— Begin PAGE EXCERPT —
I also wonder if you are all into getting into shape and he is not? Or is he depressed? I think that you should look for more in the causes realm of things to see if there is more to it than laziness......if not I stand by my first post on the matter. JUST TELL HIM!


----------



## Jamison (Feb 10, 2011)

In just about all of these types of weight threads and some of the lack of sex threads, I always see that poster that has the issue with their spouse is the one who takes care of the house, the kids, exercises, eats healthy, works, , takes care of the pets, does the laundry and grocery shopping they seem to do it all. They do everything while the spouse they have the issue with seems to do nothing. So I guess maybe its best to drop the spouse you have the issue with and find someone who does ALL the things you say you do. Just sayin'!


----------



## Deejo (May 20, 2008)

Now see ... telling your male partner is a completely different scenario.
— End PAGE EXCERPT —
— Begin RECORD LIST —
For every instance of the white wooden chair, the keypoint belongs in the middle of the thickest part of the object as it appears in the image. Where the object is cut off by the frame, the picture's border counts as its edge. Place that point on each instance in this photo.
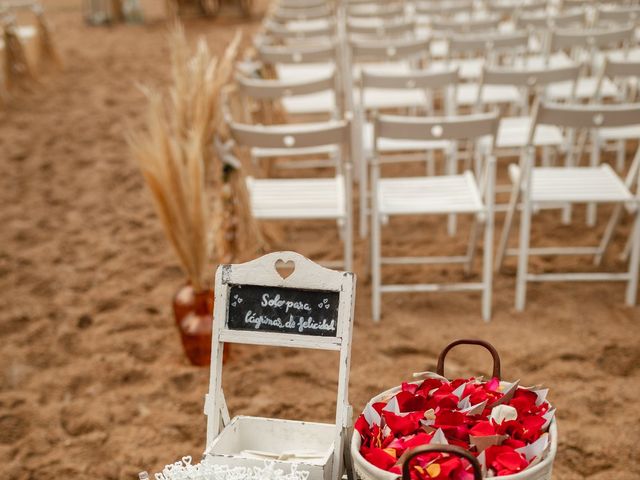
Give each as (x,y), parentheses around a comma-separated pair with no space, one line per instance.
(586,45)
(537,186)
(514,130)
(474,52)
(467,193)
(302,198)
(626,74)
(303,101)
(301,62)
(382,29)
(429,87)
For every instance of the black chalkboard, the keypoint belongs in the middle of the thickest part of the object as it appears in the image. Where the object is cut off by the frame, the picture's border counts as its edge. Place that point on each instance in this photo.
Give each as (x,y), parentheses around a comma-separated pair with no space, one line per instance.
(283,310)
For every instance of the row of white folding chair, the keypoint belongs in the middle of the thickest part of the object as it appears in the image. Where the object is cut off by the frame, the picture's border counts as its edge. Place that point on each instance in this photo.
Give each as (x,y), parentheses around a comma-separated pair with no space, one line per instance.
(511,135)
(538,186)
(468,193)
(301,198)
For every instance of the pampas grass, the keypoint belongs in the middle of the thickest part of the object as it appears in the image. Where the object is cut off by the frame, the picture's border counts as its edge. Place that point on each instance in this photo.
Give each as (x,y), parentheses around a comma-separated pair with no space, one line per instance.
(176,155)
(48,49)
(17,71)
(174,173)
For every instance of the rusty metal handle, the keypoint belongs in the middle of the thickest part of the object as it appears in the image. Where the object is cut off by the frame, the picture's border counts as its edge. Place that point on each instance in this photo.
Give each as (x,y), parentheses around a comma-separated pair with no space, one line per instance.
(407,456)
(482,343)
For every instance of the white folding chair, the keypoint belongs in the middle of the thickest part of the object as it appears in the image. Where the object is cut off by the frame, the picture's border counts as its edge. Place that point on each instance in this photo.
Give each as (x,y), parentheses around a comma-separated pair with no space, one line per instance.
(537,186)
(429,87)
(625,74)
(302,198)
(382,29)
(467,193)
(514,130)
(587,45)
(481,51)
(303,101)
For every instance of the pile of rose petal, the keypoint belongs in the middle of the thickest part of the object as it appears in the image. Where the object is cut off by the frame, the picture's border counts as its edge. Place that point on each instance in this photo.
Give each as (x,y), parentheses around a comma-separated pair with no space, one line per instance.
(502,424)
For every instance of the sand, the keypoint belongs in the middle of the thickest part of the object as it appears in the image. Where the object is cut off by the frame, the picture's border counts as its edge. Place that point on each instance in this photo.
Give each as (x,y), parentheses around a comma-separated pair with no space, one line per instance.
(93,382)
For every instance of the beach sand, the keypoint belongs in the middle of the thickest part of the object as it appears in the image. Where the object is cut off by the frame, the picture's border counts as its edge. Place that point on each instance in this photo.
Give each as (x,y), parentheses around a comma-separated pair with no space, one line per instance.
(93,381)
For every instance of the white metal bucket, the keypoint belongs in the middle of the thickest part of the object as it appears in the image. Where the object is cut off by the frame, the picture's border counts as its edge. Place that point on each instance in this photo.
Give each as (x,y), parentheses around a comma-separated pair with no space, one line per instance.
(367,471)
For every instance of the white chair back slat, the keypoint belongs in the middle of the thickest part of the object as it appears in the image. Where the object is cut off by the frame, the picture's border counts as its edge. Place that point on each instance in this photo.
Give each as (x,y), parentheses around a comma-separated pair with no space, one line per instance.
(586,116)
(463,127)
(291,136)
(261,89)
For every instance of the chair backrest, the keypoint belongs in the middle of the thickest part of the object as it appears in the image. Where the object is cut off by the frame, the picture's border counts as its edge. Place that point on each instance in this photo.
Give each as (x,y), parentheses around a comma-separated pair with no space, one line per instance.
(399,28)
(529,78)
(511,9)
(267,89)
(424,79)
(487,44)
(376,10)
(390,50)
(291,135)
(283,31)
(591,39)
(471,25)
(621,15)
(292,4)
(322,53)
(583,116)
(462,127)
(544,21)
(299,14)
(621,68)
(443,9)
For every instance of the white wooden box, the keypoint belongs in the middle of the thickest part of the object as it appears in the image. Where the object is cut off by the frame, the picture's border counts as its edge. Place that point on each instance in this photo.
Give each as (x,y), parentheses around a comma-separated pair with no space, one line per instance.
(240,441)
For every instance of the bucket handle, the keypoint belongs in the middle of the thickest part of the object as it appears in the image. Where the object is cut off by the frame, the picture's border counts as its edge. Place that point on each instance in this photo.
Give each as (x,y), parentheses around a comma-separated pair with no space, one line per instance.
(482,343)
(409,455)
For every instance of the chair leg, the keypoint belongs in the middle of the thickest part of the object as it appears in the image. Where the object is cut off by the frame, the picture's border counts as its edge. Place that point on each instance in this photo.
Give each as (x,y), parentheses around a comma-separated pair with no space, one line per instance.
(620,154)
(364,197)
(376,278)
(634,262)
(506,229)
(452,167)
(595,161)
(487,259)
(608,234)
(431,163)
(523,251)
(473,243)
(546,157)
(375,266)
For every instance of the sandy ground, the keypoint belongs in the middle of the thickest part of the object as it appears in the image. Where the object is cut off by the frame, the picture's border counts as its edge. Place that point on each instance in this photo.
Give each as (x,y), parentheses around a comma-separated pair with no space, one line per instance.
(93,383)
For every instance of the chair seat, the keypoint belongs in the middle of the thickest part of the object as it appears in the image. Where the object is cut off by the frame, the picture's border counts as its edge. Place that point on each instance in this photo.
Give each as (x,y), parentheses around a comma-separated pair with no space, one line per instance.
(294,152)
(314,103)
(619,133)
(304,71)
(586,89)
(387,145)
(575,184)
(380,98)
(429,195)
(537,62)
(491,94)
(299,198)
(513,132)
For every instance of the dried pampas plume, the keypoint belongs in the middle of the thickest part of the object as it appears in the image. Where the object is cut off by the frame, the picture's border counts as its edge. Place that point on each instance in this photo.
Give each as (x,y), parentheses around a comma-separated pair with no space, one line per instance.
(176,156)
(17,71)
(174,173)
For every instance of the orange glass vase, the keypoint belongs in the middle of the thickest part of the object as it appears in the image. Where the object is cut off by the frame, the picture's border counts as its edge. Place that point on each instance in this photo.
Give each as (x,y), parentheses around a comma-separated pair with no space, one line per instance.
(193,311)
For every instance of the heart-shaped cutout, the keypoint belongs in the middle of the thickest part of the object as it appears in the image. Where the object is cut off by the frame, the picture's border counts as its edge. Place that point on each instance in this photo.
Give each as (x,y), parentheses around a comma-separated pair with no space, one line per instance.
(285,269)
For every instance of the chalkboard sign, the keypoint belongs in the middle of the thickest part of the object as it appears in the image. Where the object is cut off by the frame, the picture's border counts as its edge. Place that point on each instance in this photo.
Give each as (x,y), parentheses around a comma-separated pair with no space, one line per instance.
(283,310)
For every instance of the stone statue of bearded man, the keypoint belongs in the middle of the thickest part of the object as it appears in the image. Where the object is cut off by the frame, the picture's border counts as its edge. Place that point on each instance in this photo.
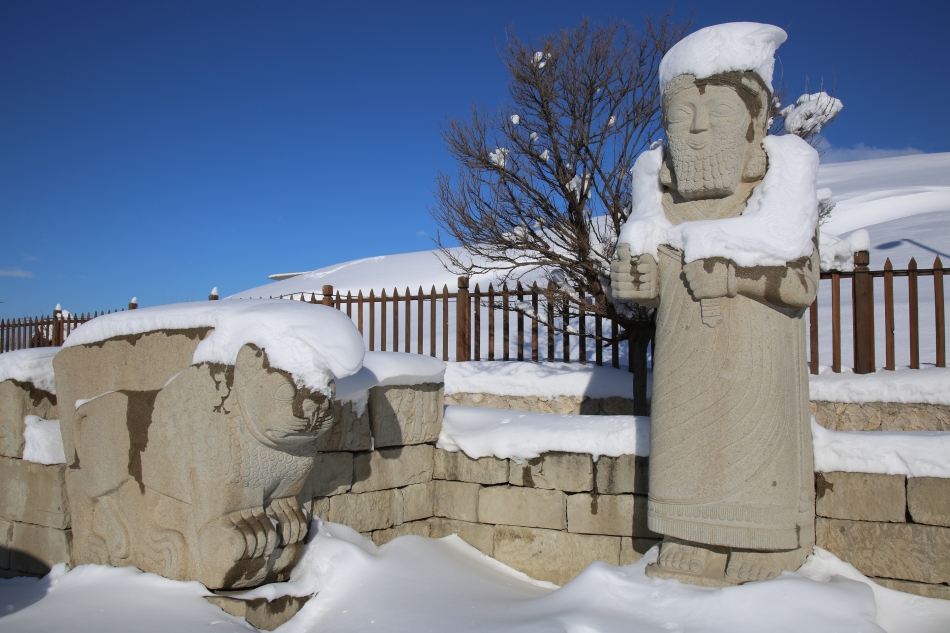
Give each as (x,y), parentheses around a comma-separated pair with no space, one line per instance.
(731,465)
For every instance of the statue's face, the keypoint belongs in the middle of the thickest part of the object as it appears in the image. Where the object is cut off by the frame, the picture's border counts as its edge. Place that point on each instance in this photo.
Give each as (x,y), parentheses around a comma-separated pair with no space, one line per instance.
(707,136)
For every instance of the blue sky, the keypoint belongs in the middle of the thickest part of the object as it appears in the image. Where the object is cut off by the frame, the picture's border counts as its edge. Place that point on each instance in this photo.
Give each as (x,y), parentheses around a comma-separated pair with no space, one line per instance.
(157,149)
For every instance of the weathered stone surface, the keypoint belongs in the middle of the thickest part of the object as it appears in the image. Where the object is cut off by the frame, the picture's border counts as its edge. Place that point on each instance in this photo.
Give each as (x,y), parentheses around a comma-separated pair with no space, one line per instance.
(415,502)
(415,528)
(33,493)
(623,474)
(6,541)
(881,416)
(458,466)
(332,473)
(541,404)
(36,548)
(918,588)
(320,508)
(552,555)
(350,432)
(904,551)
(392,468)
(478,535)
(528,507)
(456,500)
(402,415)
(18,400)
(200,467)
(600,514)
(570,472)
(861,496)
(365,512)
(633,549)
(928,499)
(263,614)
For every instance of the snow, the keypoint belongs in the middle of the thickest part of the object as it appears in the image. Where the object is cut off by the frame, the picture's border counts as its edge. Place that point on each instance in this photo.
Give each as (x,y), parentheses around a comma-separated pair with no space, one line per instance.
(810,113)
(30,365)
(313,343)
(776,227)
(97,598)
(736,46)
(43,441)
(520,435)
(928,385)
(908,453)
(544,380)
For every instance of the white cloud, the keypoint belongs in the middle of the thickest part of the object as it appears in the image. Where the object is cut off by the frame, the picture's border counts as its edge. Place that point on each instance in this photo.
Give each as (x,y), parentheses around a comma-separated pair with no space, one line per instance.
(862,152)
(15,272)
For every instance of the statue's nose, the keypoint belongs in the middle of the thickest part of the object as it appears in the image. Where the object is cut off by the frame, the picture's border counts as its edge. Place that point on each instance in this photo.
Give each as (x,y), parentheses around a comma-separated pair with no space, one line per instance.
(700,121)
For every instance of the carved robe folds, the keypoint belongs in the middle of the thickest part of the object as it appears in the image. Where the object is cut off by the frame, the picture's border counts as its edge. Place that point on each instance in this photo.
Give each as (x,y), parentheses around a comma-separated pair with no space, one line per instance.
(731,459)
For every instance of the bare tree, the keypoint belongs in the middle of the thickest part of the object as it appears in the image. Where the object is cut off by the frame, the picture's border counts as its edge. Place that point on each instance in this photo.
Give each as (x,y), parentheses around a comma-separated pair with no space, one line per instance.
(544,182)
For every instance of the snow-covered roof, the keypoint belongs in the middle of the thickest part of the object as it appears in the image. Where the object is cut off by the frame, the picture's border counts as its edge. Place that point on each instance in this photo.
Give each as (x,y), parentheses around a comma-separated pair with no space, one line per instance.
(30,365)
(313,343)
(736,46)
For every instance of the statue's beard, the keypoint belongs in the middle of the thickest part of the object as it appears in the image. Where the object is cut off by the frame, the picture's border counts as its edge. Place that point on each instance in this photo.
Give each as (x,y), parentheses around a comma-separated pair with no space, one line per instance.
(711,172)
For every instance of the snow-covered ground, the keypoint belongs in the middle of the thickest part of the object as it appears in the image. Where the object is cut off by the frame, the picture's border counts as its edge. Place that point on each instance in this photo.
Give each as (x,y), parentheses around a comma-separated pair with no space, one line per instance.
(419,585)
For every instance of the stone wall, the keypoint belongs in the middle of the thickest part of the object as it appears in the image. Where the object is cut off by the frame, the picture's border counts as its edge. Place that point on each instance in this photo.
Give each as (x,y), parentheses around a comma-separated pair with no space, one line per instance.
(34,513)
(892,529)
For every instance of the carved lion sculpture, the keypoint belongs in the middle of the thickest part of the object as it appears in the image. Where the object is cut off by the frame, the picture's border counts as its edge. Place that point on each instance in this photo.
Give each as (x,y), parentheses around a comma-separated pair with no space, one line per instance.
(207,478)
— End RECORD LIST —
STATED GOAL 1:
Copy out the passage of the forum thread on spouses and weight from "I also wonder" up to and including "(Feb 10, 2011)".
STATED GOAL 2:
Continue the forum thread on spouses and weight from the point where it stops.

RESPONSE 1:
I also wonder if you are all into getting into shape and he is not? Or is he depressed? I think that you should look for more in the causes realm of things to see if there is more to it than laziness......if not I stand by my first post on the matter. JUST TELL HIM!


----------



## Jamison (Feb 10, 2011)

RESPONSE 2:
You say these exact words:

"You're fat. You're getting fatter, and I don't find you attractive."

Don't mince words. Don't dance around it or try to couch it as something else. Don't try to ease him into the talk, or break it to him gently.

Tell him. Without remorse. 

That is what a guy requires.

And if he's the sensitive type and feels wounded or gets teary, ask him if he'd like a hanky and a pint of Ben & Jerry's to make his fat a$$ feel better.

Put the relationship on the line. Trust me, he will do something about it.


----------



## Tall Average Guy (Jul 26, 2011)

Adex said:


> I think you're making it more complicated than it needs to be. Guys are usually less sensitive than women about weight issues. I'd say, "hey you're fat and looking pretty disgusting now. Lose some weight." in a joking kind of way if need be. Direct and to the point.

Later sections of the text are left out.